====== Text block ======

Share On Social!
Targeting foods and drinks high in sugars, salt, and fats to Latinos and communities of color contributes to health inequity.
To improve the nutritional quality of products that are directed toward and sold to Latinos and communities of color, advocates need to understand marketing strategies used by the food and beverage industry.
A new series of four briefs from Berkeley Media Studies Group (BMSG), The 4 Ps of Marketing: Selling Junk Food to Communities of Color, explains how each marketing principle works and provides examples to illustrate how target marketing contributes to health inequities.
For example, food and beverage companies use marketing tactics founded on the “marketing mix” principles of the 4 Ps—product, place, price, and promotion—to target Latino kids and kids of color with junk food marketing.
“Targeted marketing is a health equity issue—one that needs a public health response,” BMSG Director Lori Dorfman said in a recent statement. “Soda and fast-food companies have been following the tobacco industry’s lead and using many of the same marketing practices with the explicit goal of increasing junk food consumption among African Americans and Latinxs.”
Although companies routinely use their physical presence to market and sell unhealthy products to communities of color, these companies expand where their products are seen, used, and purchased.
Companies use ethnic festivals and other events in communities of color to promote junk food.

======

Set problem 1
Reproduce the part of the article on junk food marketing starting with "To improve the" and going on through "junk food marketing.", substituting "reports" for "briefs".
The rows have no connection to the article on junk food marketing.

====== Records ======

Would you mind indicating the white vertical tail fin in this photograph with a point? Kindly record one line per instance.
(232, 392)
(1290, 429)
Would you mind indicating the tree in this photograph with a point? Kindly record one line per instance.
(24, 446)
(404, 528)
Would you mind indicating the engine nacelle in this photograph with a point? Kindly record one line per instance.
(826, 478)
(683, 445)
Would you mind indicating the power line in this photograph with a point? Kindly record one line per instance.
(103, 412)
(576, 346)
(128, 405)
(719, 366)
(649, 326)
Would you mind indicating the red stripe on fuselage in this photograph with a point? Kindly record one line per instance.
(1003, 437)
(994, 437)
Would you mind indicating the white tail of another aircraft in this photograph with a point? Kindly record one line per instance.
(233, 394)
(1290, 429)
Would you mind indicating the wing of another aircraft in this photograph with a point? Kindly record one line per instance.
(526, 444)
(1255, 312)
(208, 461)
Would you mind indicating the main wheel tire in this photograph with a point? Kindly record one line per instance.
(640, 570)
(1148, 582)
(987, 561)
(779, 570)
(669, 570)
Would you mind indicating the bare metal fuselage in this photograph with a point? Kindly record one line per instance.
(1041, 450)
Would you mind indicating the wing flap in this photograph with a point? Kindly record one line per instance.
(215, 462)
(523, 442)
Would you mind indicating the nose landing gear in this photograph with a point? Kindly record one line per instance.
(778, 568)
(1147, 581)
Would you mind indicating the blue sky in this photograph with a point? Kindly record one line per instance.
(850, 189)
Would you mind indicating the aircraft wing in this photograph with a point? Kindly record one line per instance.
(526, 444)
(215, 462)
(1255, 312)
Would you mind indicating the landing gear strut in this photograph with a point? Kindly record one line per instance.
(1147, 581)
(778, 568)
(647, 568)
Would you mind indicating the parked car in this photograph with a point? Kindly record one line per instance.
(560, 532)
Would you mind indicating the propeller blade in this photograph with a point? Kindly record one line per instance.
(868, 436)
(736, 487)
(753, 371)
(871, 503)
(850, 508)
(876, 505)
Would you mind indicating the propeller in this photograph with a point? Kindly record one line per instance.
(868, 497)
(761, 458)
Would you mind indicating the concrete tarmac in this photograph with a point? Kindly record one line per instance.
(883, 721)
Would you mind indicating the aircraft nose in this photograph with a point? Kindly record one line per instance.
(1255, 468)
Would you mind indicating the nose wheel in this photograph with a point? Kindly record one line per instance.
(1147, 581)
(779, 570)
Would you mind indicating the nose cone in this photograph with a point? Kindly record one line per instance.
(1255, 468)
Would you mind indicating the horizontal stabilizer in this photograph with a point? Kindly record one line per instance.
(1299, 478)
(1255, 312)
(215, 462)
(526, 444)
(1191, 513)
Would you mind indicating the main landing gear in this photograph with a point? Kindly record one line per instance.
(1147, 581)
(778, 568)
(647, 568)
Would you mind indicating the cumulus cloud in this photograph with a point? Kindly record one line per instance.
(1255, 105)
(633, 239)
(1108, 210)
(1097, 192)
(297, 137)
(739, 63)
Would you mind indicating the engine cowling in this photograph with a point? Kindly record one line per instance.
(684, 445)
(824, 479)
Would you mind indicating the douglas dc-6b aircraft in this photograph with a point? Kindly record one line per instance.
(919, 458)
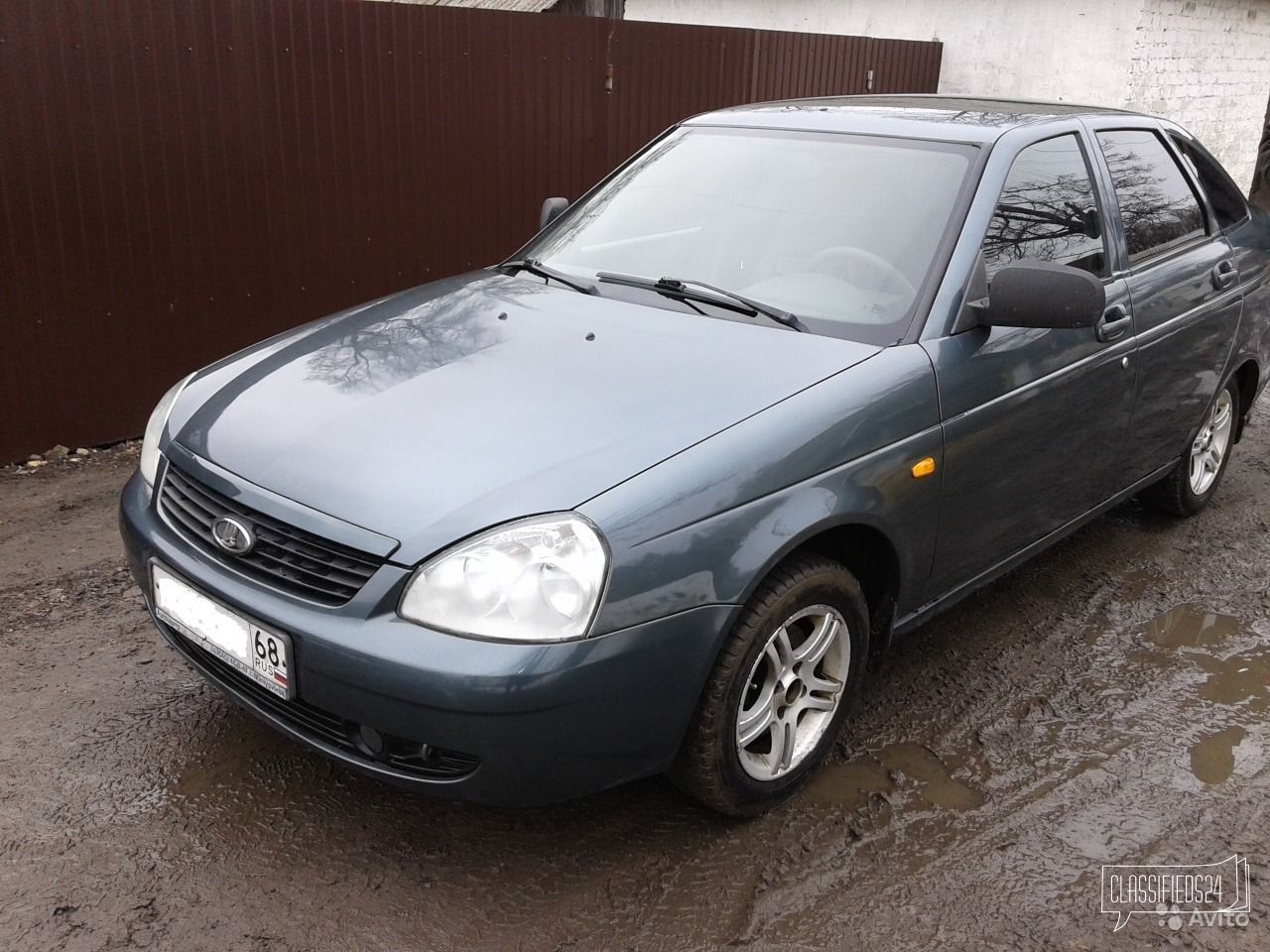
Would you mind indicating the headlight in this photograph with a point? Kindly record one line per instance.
(538, 579)
(154, 429)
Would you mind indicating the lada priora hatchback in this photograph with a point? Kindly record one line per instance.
(651, 494)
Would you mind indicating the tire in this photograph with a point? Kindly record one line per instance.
(1180, 493)
(801, 595)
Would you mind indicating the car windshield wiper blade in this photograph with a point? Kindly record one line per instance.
(708, 294)
(535, 267)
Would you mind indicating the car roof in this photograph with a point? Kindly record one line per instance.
(926, 116)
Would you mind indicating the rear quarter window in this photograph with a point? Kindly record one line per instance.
(1157, 206)
(1223, 195)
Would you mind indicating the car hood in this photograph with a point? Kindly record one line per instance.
(441, 411)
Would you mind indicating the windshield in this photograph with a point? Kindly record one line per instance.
(838, 230)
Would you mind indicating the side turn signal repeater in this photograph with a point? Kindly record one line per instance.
(924, 467)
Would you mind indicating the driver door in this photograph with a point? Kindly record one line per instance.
(1034, 419)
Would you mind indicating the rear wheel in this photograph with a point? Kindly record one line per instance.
(781, 688)
(1194, 481)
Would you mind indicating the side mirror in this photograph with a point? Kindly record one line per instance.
(1043, 295)
(552, 209)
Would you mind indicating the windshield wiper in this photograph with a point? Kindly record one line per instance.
(535, 267)
(710, 295)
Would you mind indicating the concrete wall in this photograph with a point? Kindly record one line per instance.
(1205, 63)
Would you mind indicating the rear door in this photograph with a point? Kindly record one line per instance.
(1033, 419)
(1183, 284)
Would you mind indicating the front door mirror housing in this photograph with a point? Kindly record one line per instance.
(1042, 295)
(552, 209)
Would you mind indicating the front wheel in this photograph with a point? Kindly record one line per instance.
(1194, 481)
(779, 692)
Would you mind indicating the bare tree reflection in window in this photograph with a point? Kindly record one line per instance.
(1047, 211)
(1156, 203)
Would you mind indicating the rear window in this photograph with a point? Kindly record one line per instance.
(1227, 200)
(1159, 208)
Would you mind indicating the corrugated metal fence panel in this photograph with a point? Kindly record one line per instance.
(181, 178)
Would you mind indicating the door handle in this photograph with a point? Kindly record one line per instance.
(1224, 275)
(1114, 324)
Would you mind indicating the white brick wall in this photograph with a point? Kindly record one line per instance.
(1205, 63)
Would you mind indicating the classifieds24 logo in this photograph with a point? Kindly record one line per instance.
(1178, 896)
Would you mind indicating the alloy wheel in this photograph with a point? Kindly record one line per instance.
(793, 692)
(1209, 448)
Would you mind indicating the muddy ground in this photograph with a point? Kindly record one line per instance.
(1106, 703)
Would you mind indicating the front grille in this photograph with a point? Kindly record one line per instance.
(408, 757)
(284, 556)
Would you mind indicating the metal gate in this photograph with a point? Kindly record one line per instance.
(181, 178)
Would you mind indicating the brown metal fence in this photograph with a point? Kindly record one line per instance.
(181, 178)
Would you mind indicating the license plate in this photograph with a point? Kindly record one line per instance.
(258, 653)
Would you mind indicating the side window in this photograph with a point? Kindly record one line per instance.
(1157, 206)
(1227, 200)
(1047, 211)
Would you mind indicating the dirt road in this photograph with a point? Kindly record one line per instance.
(1106, 703)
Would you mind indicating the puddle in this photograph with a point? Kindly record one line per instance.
(1236, 679)
(1211, 757)
(1191, 626)
(905, 770)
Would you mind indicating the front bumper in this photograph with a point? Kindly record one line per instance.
(534, 724)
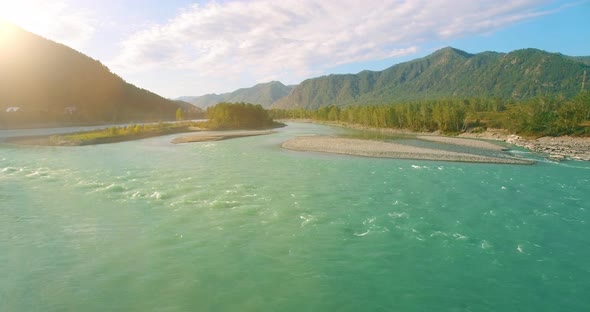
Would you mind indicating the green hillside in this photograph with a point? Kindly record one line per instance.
(264, 94)
(446, 73)
(46, 83)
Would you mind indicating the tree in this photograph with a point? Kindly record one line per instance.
(179, 114)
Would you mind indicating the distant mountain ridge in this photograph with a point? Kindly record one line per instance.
(263, 93)
(50, 83)
(446, 73)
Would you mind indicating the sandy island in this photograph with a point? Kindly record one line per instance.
(219, 135)
(463, 142)
(379, 149)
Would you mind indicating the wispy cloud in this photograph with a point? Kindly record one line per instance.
(293, 39)
(57, 20)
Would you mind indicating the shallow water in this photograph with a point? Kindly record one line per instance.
(244, 225)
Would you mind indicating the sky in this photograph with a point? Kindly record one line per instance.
(181, 47)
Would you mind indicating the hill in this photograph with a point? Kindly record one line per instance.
(45, 83)
(446, 73)
(263, 93)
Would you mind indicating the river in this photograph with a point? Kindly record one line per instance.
(243, 225)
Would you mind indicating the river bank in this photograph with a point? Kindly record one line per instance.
(555, 148)
(219, 135)
(379, 149)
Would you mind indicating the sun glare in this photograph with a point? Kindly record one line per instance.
(18, 13)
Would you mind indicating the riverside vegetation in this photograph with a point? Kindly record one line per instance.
(537, 117)
(223, 116)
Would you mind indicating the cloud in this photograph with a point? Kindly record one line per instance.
(293, 39)
(55, 20)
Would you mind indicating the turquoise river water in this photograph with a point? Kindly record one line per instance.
(243, 225)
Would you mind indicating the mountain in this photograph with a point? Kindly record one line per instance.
(446, 73)
(46, 83)
(263, 93)
(581, 59)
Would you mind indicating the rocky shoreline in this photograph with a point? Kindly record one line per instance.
(379, 149)
(555, 148)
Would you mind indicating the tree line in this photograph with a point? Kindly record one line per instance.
(540, 116)
(238, 116)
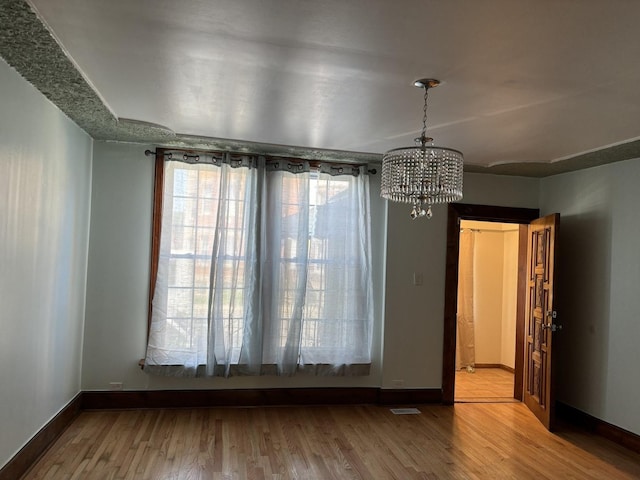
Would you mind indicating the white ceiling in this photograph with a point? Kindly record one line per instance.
(522, 81)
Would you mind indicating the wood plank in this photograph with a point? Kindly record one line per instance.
(330, 442)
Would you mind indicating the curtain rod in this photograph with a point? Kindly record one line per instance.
(195, 154)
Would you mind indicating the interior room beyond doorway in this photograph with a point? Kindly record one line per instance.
(486, 315)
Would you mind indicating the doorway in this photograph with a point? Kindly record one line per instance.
(486, 315)
(483, 213)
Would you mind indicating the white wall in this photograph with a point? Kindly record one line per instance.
(598, 292)
(118, 281)
(509, 297)
(413, 331)
(488, 295)
(45, 184)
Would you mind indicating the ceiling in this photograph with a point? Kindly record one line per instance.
(526, 84)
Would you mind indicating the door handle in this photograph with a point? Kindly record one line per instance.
(552, 314)
(552, 326)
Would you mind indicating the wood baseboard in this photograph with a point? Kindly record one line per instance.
(41, 441)
(599, 427)
(107, 400)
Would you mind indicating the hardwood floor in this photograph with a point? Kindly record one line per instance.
(485, 384)
(465, 441)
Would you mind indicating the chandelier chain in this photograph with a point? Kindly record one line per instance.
(423, 137)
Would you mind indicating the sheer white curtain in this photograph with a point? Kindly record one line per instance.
(466, 356)
(275, 277)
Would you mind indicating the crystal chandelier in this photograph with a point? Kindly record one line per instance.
(422, 175)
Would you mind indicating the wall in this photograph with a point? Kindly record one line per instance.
(488, 288)
(45, 186)
(118, 281)
(598, 302)
(510, 297)
(413, 331)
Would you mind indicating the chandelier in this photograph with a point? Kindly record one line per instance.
(422, 175)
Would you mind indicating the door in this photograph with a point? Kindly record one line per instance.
(540, 318)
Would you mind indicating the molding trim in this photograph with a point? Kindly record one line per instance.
(41, 441)
(108, 400)
(594, 425)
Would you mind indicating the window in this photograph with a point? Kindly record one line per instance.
(263, 268)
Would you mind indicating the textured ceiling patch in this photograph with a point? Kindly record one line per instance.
(27, 45)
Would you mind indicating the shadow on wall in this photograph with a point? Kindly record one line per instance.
(583, 305)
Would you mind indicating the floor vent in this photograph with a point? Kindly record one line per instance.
(405, 411)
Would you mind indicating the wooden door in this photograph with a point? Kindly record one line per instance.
(540, 318)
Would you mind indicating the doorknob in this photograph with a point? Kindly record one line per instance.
(552, 326)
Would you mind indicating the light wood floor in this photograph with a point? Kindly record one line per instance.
(485, 384)
(466, 441)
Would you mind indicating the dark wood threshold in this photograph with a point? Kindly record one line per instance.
(594, 425)
(41, 441)
(107, 400)
(495, 365)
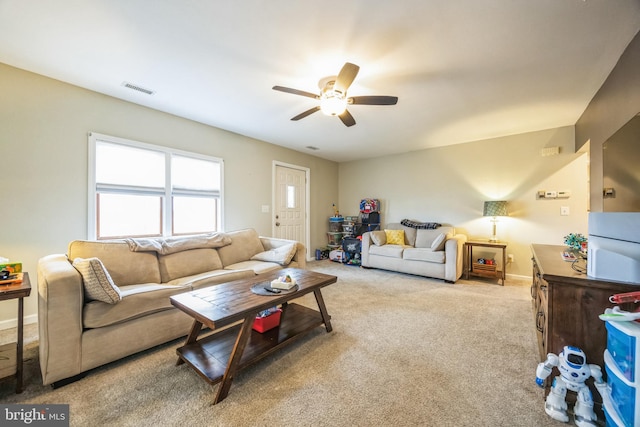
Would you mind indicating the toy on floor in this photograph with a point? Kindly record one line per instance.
(574, 372)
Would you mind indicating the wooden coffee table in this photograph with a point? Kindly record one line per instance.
(218, 356)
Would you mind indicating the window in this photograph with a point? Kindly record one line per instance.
(138, 189)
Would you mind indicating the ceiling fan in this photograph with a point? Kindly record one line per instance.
(333, 96)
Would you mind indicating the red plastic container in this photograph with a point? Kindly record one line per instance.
(263, 324)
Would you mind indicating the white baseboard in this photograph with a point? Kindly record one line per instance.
(518, 277)
(13, 323)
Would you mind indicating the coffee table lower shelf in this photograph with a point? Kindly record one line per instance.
(209, 356)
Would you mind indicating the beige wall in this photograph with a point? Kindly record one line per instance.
(617, 101)
(43, 136)
(450, 184)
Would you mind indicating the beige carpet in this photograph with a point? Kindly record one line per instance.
(404, 351)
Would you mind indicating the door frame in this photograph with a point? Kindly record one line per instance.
(307, 201)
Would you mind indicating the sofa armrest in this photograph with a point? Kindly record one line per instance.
(300, 257)
(364, 249)
(60, 303)
(454, 257)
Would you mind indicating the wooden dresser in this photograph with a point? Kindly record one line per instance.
(567, 304)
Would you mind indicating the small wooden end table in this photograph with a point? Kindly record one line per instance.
(218, 356)
(484, 270)
(8, 292)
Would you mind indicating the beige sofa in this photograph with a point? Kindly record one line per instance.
(132, 313)
(437, 253)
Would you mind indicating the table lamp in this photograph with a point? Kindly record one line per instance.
(495, 208)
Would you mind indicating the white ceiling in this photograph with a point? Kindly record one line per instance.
(464, 70)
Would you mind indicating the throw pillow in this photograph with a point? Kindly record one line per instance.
(98, 285)
(438, 242)
(378, 237)
(282, 255)
(394, 237)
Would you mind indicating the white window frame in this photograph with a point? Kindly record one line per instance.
(167, 219)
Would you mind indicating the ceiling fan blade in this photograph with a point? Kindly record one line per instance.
(306, 113)
(296, 92)
(347, 118)
(373, 100)
(346, 76)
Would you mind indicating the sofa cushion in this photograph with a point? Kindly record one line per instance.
(424, 254)
(425, 237)
(211, 278)
(98, 285)
(256, 266)
(378, 237)
(171, 245)
(409, 233)
(394, 237)
(244, 245)
(124, 266)
(392, 251)
(137, 301)
(281, 255)
(188, 263)
(438, 242)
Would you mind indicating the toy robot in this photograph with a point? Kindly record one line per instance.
(574, 372)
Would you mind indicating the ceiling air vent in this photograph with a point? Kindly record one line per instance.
(138, 88)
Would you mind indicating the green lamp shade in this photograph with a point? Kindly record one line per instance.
(495, 208)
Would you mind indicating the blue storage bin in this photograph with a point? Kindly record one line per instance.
(623, 393)
(622, 344)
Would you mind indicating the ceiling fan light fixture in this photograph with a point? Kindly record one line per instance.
(333, 103)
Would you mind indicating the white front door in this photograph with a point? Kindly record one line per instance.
(290, 204)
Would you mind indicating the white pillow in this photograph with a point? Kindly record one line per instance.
(438, 242)
(98, 285)
(379, 237)
(282, 255)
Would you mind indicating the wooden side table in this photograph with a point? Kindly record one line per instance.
(20, 291)
(484, 270)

======

Set problem 2
Please collect every line of the rows that holds the word "engine", treating uppercase and lowercase as different.

Response 1
To improve the nutritional quality of products that are directed toward and sold to Latinos and communities of color, advocates need to understand marketing strategies used by the food and beverage industry.
A new series of four reports from Berkeley Media Studies Group (BMSG), The 4 Ps of Marketing: Selling Junk Food to Communities of Color, explains how each marketing principle works and provides examples to illustrate how target marketing contributes to health inequities.
For example, food and beverage companies use marketing tactics founded on the “marketing mix” principles of the 4 Ps—product, place, price, and promotion—to target Latino kids and kids of color with junk food marketing.

Response 2
Would you mind indicating the engine nacelle in this photograph with a point? Kindly record one line per instance.
Would you mind indicating the engine cowling in this photograph with a point? Kindly record one line per instance.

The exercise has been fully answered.